:: Document text ::

For clustering, after conducting dimensionality reduction through multiple correspondence analysis, we employed a fuzzy c-means clustering algorithm, allowing individuals to belong to more than one cluster. We employed the elbow method and the Xie-Beni index (optimal when presenting low values) [26] to obtain the optimal cluster number, with various cluster numbers tested. We repeated the fuzzy c-means clustering algorithm 100 times to account for the random nature of the cluster solutions, and an average outcome was generated. Participants were assigned to the cluster with the highest membership probability. The observed/expected ratios of diseases and disease exclusivity were used to describe the disease patterns of the clusters [7,27]. Observed/expected ratios were calculated by dividing the disease prevalence in the cluster by the disease prevalence in the overall population. Disease exclusivity was calculated as the number of participants with a specific disease in a cluster divided by the total number of individuals with that disease. Clusters were characterized based on diseases with an exclusivity of ≥25% or an observed/expected ratio of ≥2 [7,27]. Each cluster was named after discussions among the authors with clinical experience in treating older patients. Other basic characteristics of the clusters were compared using the Kruskal–Wallis test for continuous variables, such as age and the number of morbidities, and the chi-square test for categorical variables, such as sex and care need levels.
To validate the replicability of the clustering results, in Sammu City, we repeated the same clustering procedure and then compared the results with those obtained from Tsukuba City.
In the cohort analysis in Tsukuba City, Kaplan–Meier survival curves were plotted for death. Additionally, we conducted a Cox proportional hazards analysis for death, with adjustments for age, sex, and initial care-need level. The follow-up continued until the incidence of death, loss to follow-up (defined as removal from the insurance registration for reasons such as moving), or at the end of observation in March 2021.

:::

> _What the task requires_: Echo the passage from the clustering methods text, starting at "In the cohort" up to and including "in March 2021.".

:: Dataset excerpts ::

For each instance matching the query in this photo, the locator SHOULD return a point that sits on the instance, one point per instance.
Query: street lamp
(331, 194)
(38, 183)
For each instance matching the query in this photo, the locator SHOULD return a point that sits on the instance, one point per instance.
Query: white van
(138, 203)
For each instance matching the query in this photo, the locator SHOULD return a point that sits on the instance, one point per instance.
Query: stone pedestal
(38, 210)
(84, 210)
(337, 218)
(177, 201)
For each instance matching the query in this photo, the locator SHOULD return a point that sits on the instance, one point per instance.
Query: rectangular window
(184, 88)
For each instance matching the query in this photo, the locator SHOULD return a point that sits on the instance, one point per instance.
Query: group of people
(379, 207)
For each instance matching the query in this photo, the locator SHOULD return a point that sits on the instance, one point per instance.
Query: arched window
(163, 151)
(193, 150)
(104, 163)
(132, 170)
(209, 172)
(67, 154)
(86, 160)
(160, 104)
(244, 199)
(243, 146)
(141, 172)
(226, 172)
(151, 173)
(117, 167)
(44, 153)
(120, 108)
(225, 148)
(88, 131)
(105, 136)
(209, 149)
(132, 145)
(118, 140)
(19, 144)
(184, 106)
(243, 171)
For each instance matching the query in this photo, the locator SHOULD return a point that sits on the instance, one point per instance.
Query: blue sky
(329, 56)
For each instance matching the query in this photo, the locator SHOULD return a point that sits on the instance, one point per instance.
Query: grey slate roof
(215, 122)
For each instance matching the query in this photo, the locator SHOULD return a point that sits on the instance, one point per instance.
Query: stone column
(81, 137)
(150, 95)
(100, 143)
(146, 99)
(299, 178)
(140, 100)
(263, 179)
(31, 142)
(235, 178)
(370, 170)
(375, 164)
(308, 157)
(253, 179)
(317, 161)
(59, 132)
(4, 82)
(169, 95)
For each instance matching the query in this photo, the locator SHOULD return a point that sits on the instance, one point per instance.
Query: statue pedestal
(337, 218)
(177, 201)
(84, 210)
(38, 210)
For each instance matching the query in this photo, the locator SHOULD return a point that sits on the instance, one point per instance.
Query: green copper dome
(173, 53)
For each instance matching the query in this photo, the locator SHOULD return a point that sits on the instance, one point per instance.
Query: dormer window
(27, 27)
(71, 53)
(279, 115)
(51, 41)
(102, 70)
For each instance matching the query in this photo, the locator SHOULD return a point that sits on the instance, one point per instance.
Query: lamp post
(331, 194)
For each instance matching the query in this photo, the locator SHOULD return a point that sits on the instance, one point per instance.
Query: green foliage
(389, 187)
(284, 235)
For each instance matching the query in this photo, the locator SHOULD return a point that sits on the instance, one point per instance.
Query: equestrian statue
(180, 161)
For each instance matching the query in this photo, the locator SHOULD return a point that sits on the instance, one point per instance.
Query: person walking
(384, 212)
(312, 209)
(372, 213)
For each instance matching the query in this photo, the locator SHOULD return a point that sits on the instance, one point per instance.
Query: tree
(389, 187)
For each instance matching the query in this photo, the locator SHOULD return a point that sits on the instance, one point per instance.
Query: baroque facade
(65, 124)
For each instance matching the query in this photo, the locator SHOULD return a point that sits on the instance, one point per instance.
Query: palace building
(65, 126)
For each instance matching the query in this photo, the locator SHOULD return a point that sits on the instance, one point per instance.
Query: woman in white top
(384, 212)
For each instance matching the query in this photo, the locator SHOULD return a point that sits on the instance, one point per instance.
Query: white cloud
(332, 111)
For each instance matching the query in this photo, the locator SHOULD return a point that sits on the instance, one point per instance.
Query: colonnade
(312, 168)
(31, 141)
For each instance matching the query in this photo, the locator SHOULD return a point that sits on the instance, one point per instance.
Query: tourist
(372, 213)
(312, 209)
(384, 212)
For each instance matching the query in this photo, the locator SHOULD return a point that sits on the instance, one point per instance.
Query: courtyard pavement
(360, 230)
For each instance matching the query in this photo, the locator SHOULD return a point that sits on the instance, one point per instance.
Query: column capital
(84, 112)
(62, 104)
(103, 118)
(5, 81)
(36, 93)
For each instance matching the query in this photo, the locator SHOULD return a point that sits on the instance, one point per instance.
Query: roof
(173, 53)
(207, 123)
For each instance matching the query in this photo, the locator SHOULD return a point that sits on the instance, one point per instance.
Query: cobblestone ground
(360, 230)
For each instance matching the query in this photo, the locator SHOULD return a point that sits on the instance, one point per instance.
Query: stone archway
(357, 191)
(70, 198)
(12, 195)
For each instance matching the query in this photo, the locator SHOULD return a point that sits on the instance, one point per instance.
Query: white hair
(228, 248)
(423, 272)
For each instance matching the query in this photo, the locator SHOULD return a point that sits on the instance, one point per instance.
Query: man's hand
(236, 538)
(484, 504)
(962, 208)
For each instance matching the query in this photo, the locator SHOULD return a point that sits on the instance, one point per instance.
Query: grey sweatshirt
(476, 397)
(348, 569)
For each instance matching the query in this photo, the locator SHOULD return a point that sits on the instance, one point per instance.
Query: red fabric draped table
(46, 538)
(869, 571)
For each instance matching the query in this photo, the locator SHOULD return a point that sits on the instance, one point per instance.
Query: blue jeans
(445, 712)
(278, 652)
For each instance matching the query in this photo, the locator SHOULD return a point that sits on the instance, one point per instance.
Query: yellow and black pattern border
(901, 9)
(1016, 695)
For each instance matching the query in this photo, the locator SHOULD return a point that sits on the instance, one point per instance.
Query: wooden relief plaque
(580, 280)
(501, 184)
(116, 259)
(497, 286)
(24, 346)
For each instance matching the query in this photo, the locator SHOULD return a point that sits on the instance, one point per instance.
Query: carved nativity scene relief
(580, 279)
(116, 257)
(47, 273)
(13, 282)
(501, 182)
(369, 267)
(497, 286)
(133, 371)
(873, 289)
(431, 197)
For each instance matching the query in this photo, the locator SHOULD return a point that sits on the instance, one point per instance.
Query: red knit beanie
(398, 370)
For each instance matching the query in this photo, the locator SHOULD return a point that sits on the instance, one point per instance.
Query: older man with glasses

:::

> _Response to the task_:
In the cohort analysis in Tsukuba City, Kaplan–Meier survival curves were plotted for death. Additionally, we conducted a Cox proportional hazards analysis for death, with adjustments for age, sex, and initial care-need level. The follow-up continued until the incidence of death, loss to follow-up (defined as removal from the insurance registration for reasons such as moving), or at the end of observation in March 2021.